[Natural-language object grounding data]
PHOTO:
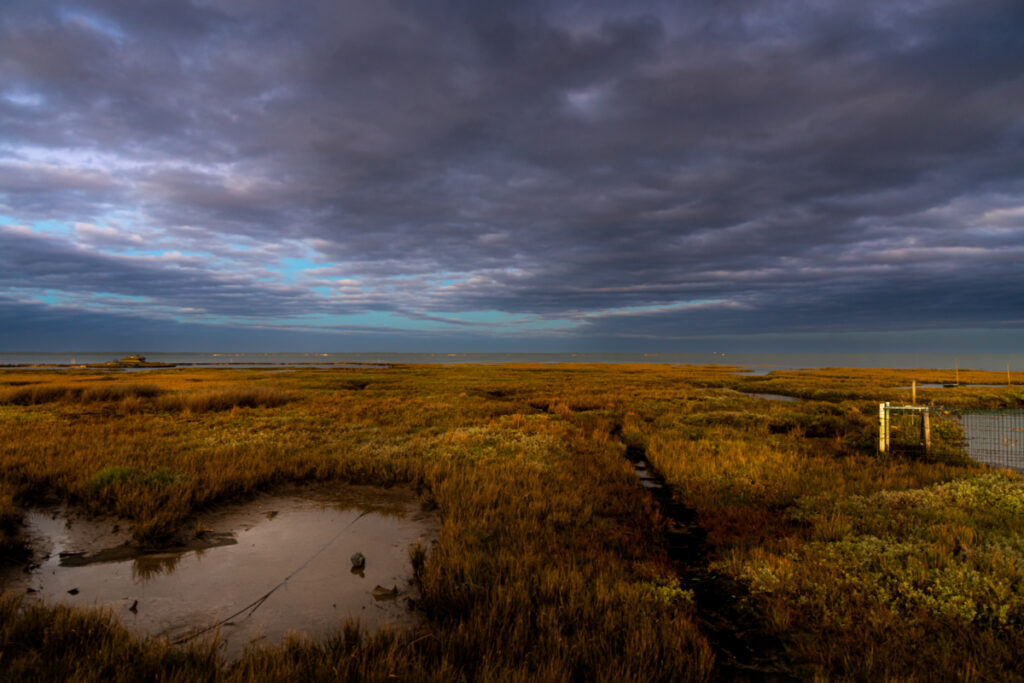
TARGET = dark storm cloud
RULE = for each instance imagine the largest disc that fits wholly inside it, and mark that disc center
(648, 168)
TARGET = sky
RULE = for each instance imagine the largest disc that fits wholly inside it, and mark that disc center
(512, 176)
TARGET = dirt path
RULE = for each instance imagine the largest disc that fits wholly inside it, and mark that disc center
(743, 650)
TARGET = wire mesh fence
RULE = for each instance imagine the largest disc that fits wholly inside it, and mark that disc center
(994, 437)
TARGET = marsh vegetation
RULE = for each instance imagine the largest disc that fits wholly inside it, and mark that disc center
(551, 562)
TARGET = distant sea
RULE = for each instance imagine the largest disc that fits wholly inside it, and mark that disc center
(755, 363)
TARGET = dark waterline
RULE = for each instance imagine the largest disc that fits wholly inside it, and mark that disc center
(754, 363)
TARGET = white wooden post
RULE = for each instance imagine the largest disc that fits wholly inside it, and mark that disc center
(883, 428)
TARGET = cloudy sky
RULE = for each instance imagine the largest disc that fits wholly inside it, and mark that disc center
(468, 175)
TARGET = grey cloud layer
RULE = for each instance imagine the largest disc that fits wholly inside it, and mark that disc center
(839, 166)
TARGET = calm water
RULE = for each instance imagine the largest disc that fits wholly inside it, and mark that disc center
(756, 363)
(293, 549)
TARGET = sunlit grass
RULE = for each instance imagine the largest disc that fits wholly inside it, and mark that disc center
(548, 568)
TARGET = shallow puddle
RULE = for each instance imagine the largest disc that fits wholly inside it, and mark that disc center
(772, 396)
(276, 565)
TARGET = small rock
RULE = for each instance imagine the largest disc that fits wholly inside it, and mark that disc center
(382, 593)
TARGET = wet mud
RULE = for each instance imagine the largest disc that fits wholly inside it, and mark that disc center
(743, 650)
(252, 572)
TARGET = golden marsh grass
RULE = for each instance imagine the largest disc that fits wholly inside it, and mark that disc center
(549, 566)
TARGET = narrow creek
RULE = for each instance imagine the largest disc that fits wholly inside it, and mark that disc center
(743, 650)
(256, 571)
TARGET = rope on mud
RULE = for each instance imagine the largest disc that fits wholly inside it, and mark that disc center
(255, 604)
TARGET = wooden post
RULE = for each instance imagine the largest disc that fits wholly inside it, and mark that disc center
(883, 428)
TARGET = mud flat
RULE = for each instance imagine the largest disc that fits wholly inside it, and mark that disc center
(251, 573)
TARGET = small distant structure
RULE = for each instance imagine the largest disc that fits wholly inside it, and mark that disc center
(130, 360)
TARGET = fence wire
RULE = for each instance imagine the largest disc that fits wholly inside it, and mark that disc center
(994, 437)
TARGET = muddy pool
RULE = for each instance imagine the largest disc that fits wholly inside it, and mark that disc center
(249, 573)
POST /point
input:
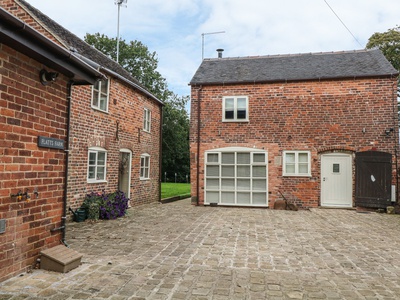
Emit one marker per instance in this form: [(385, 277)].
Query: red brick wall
[(317, 116), (90, 127), (28, 110)]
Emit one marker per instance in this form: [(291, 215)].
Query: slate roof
[(299, 67), (75, 44)]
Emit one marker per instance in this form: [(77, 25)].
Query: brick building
[(115, 125), (111, 130), (317, 129), (35, 84)]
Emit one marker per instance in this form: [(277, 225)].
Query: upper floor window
[(144, 166), (235, 109), (97, 161), (100, 95), (147, 120), (296, 163)]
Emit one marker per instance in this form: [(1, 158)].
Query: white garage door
[(236, 176)]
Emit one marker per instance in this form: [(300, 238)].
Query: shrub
[(105, 206)]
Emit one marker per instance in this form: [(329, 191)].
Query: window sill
[(235, 121), (100, 110), (97, 181)]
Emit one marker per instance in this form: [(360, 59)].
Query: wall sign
[(47, 142)]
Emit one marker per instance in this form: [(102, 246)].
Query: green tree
[(389, 43), (142, 64)]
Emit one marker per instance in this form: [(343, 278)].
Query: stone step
[(60, 259)]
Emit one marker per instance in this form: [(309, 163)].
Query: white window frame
[(96, 88), (296, 164), (144, 167), (147, 120), (235, 109), (213, 180), (96, 165)]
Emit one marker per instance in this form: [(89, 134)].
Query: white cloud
[(173, 28)]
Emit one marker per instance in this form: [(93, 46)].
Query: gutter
[(16, 34), (120, 77)]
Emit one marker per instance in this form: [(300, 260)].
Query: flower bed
[(105, 206)]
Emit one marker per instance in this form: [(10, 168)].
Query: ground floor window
[(97, 160), (144, 166), (236, 176)]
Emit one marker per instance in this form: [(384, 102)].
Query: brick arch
[(323, 150)]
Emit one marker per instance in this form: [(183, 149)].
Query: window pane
[(212, 157), (243, 184), (92, 159), (243, 198), (259, 185), (212, 184), (228, 158), (229, 104), (241, 103), (259, 157), (259, 171), (212, 197), (303, 168), (228, 171), (104, 85), (241, 108), (101, 158), (241, 114), (100, 173), (290, 158), (92, 173), (303, 157), (95, 100), (229, 108), (243, 171), (228, 114), (227, 197), (228, 184), (243, 158), (290, 169), (212, 171)]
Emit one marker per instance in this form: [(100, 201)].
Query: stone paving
[(179, 251)]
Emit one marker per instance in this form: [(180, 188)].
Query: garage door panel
[(236, 178)]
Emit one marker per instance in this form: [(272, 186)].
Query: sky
[(181, 32)]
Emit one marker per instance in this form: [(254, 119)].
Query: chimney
[(220, 52)]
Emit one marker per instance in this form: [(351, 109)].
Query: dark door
[(373, 179)]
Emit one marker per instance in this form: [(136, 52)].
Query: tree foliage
[(136, 58), (389, 43), (142, 64)]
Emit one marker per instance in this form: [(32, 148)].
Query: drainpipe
[(396, 141), (198, 145), (64, 214), (160, 154)]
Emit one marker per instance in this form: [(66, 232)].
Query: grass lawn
[(169, 189)]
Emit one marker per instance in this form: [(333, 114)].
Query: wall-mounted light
[(47, 77), (389, 131)]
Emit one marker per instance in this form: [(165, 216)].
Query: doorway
[(336, 180), (124, 174)]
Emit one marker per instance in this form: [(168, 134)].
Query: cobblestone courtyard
[(179, 251)]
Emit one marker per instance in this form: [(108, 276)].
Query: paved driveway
[(178, 251)]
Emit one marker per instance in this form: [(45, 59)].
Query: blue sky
[(173, 29)]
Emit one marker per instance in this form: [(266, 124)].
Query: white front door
[(336, 180)]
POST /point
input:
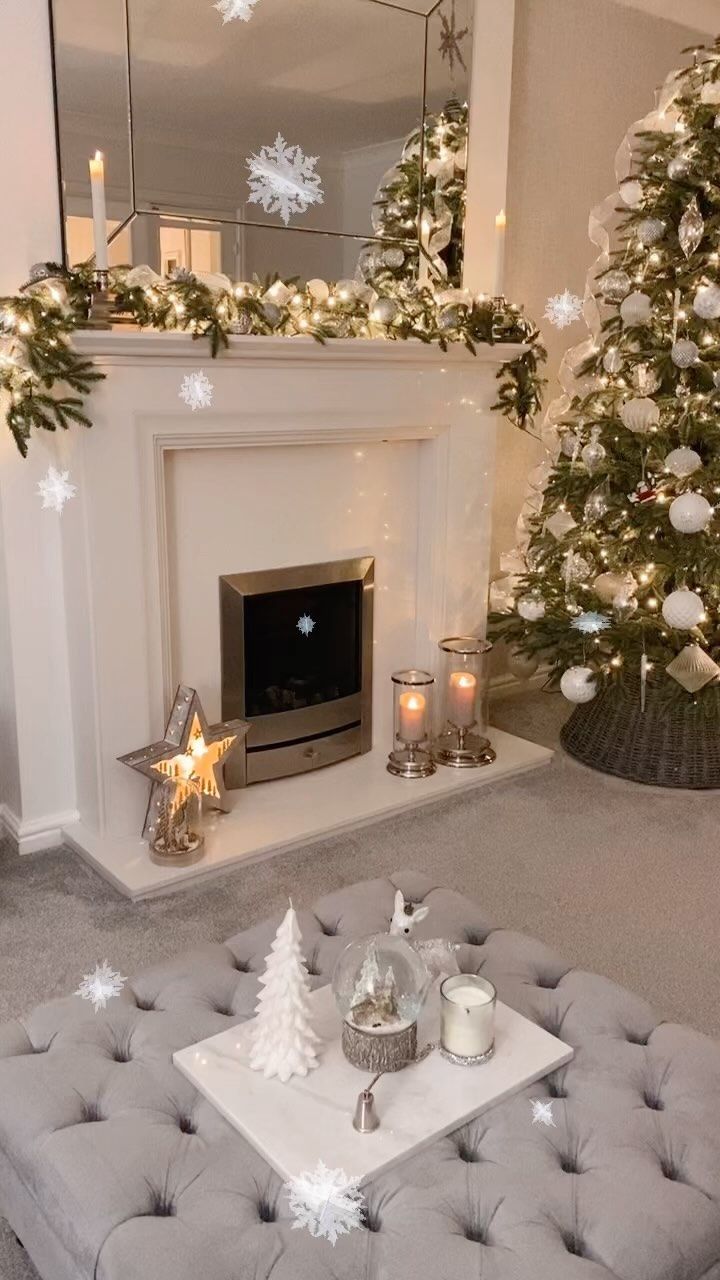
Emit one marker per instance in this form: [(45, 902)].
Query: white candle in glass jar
[(461, 699), (468, 1016), (411, 709)]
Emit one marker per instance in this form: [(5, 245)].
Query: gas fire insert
[(297, 664)]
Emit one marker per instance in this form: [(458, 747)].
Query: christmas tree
[(619, 579), (283, 1041)]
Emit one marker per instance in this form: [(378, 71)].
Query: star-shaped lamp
[(191, 749)]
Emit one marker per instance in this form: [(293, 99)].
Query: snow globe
[(379, 984)]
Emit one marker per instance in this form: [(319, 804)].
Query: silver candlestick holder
[(413, 717)]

▶ _Task statement_
Your task is to restate word for word the lines from the top of the data to the line containing "TARGET = narrow creek", both ends included, with every picture left out.

▶ _Answer box_
PHOTO:
TARGET = dark storm cloud
RULE = for each instance imagine the largest disc that fits wholly inside it, and mark that disc center
(648, 168)
TARGET = sky
RULE = for each instance imagine the largest disc that fits wholly inside it, and mark that disc center
(512, 176)
TARGET = dirt path
RULE = for each instance imagine the largest disc that fits wholly inside it, and mark that disc center
(743, 650)
TARGET = wire mesh fence
RULE = for each instance imagine the largest disc that fits wholly inside it, and mark that disc center
(994, 437)
TARGET = marsh vegetation
RULE = for each instance imagine the largest disc that fits wholly inside it, and mark that disc center
(551, 562)
TARGET = distant sea
RULE = for each instance imagine the largest disc that fits wholly inside it, and mark that disc center
(755, 363)
TARGET = dark waterline
RULE = for each instance imagine the largest disc that fits wholly inside it, and mark that disc center
(754, 363)
TARGET = white wooden post
RULE = for each instance imagine the largest disc that fits wholly inside it, and mark that disc center
(883, 428)
TARGET = cloudy sky
RULE = for each instance imagine the largest disc that fits wholly inside it, and mark that disc center
(468, 175)
TARGET = grey cloud layer
RULE = for each instance imagine the largest disc that fits wholly inside it, and mark that disc center
(839, 166)
TARGET = calm water
RULE = for each instance imagine the largest disc that fits wholly inside it, and mark that disc center
(756, 363)
(293, 549)
TARGET = sunlit grass
RULE = for each instance imagine the largest disc that fits wholly inside it, and mark that disc center
(548, 568)
TARGET = shallow puddle
RULE = for each instance imagine the largest disc that fits wholly inside it, and mark that disc center
(772, 396)
(276, 565)
TARGET = small rock
RULE = for each instance imagine the largest disc that fits wholly inside it, and mark that disc center
(382, 593)
TARGET = wet mud
RULE = for each instance imagine the largest disc that fits wholly inside it, and mark that disc center
(743, 650)
(252, 572)
TARGET = golden marsh grass
RULE = for each instance imagine the largest disc that fits wholly inside it, and mark that disc center
(549, 566)
TARGET = narrow creek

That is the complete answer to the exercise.